# Work to do:
Collect and copy every line in the material below that contains the word "tree".

[START]

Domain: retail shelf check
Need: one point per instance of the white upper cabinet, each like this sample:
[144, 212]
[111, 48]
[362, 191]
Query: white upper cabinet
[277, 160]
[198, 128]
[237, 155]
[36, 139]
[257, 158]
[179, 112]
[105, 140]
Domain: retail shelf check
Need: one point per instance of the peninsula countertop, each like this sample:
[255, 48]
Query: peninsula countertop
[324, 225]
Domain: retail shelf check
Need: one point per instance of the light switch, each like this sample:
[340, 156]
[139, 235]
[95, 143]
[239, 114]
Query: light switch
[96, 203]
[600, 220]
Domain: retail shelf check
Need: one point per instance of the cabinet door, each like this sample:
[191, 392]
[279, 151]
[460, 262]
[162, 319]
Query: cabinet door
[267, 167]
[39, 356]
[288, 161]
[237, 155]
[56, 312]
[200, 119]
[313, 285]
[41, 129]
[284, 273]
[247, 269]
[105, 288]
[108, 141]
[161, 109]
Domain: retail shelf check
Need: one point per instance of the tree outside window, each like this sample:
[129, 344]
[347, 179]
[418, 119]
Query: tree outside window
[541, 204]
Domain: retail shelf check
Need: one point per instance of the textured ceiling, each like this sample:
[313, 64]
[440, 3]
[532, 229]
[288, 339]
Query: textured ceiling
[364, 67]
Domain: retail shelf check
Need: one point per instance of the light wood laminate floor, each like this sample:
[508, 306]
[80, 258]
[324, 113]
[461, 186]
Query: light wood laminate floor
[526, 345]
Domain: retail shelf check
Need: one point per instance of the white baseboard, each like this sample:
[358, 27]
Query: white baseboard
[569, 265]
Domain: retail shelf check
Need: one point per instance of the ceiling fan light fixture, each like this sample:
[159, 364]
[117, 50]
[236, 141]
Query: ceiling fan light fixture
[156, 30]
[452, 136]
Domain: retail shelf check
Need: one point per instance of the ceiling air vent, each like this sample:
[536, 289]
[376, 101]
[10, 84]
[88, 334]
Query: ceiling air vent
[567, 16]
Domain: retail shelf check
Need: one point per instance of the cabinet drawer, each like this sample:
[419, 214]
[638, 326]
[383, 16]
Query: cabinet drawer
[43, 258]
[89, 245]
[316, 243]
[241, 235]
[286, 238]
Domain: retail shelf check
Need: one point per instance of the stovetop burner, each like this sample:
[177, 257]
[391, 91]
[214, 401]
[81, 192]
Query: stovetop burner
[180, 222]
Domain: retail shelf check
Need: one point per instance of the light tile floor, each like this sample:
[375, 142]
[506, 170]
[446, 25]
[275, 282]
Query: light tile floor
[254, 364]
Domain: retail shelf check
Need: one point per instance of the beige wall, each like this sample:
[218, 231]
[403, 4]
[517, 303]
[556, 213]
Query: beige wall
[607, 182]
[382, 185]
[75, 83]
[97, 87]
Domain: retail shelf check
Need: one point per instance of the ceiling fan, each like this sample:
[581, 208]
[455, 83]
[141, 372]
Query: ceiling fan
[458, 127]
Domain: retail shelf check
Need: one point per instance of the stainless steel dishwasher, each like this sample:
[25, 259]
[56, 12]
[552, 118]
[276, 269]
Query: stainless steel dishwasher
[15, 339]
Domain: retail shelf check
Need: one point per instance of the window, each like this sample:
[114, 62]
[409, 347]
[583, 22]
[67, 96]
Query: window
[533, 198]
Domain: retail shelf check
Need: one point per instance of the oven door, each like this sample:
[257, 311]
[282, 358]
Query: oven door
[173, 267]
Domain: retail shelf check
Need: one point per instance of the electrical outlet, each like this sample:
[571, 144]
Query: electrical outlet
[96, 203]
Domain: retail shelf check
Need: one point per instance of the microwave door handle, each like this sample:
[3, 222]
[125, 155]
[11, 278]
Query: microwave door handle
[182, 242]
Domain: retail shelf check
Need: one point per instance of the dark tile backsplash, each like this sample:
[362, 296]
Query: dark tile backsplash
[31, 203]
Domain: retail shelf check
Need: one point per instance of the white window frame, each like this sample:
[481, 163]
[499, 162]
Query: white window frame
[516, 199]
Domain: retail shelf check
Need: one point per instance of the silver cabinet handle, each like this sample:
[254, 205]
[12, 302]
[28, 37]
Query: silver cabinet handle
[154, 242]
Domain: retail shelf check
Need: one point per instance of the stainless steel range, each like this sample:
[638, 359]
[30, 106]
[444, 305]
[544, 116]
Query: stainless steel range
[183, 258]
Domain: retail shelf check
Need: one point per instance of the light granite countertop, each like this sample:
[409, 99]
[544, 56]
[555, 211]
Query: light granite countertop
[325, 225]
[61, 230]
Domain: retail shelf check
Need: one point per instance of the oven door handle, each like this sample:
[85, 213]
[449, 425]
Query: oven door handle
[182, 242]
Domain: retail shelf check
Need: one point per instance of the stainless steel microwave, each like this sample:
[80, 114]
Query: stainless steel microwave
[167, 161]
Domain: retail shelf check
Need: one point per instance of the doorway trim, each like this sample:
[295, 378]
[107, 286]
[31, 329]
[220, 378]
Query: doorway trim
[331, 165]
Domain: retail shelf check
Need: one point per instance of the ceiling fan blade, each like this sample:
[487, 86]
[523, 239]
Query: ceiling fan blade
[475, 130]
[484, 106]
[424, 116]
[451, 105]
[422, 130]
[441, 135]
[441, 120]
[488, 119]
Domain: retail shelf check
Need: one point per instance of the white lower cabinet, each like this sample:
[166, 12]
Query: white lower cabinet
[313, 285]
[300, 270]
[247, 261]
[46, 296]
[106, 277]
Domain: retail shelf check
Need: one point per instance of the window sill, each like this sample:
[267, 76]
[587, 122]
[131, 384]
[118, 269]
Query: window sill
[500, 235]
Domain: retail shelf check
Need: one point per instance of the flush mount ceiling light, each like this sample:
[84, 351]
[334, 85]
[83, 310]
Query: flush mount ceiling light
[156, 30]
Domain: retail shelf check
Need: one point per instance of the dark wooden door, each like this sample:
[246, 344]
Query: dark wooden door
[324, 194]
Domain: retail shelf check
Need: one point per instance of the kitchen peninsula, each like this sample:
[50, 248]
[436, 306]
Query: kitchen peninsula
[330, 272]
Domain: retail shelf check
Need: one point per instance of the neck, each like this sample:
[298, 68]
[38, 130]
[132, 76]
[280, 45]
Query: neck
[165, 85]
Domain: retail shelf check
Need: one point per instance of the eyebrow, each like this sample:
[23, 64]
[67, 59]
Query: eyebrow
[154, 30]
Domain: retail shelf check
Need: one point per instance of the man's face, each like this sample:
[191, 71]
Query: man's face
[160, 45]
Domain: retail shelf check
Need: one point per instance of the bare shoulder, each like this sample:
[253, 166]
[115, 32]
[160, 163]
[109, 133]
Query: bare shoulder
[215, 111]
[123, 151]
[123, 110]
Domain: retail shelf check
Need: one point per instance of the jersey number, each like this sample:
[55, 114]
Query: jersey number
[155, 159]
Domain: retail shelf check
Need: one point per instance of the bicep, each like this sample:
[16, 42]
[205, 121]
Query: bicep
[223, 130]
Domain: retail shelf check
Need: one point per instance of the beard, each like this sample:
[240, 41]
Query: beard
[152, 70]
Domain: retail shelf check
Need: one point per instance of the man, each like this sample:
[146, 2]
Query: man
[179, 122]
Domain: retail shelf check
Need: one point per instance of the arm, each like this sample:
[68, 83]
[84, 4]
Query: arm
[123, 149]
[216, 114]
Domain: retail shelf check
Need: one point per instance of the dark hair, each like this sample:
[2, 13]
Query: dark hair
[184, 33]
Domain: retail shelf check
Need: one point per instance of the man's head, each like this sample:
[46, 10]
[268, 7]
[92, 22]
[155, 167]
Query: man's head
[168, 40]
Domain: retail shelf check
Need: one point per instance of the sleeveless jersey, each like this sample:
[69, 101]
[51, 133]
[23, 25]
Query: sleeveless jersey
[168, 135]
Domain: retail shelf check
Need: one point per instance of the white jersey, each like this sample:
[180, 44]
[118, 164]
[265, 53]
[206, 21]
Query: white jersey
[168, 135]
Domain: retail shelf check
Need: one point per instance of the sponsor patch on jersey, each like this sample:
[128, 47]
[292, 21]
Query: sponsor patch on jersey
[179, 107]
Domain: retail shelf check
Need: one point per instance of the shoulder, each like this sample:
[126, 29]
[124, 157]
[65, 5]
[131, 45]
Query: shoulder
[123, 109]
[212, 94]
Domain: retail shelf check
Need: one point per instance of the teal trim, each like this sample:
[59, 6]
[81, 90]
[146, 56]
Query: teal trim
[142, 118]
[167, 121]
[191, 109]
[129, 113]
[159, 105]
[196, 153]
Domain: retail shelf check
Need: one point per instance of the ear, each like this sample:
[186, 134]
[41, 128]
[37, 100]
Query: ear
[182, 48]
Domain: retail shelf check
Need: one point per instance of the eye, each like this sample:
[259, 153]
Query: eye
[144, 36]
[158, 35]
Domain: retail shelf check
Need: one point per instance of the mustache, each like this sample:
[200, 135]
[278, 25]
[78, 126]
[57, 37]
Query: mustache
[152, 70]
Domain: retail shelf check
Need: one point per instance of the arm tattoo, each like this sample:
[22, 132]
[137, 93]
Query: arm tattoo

[END]

# Exercise solution:
Need: one point per instance of the tree outside window, each like this sample:
Query: tree outside window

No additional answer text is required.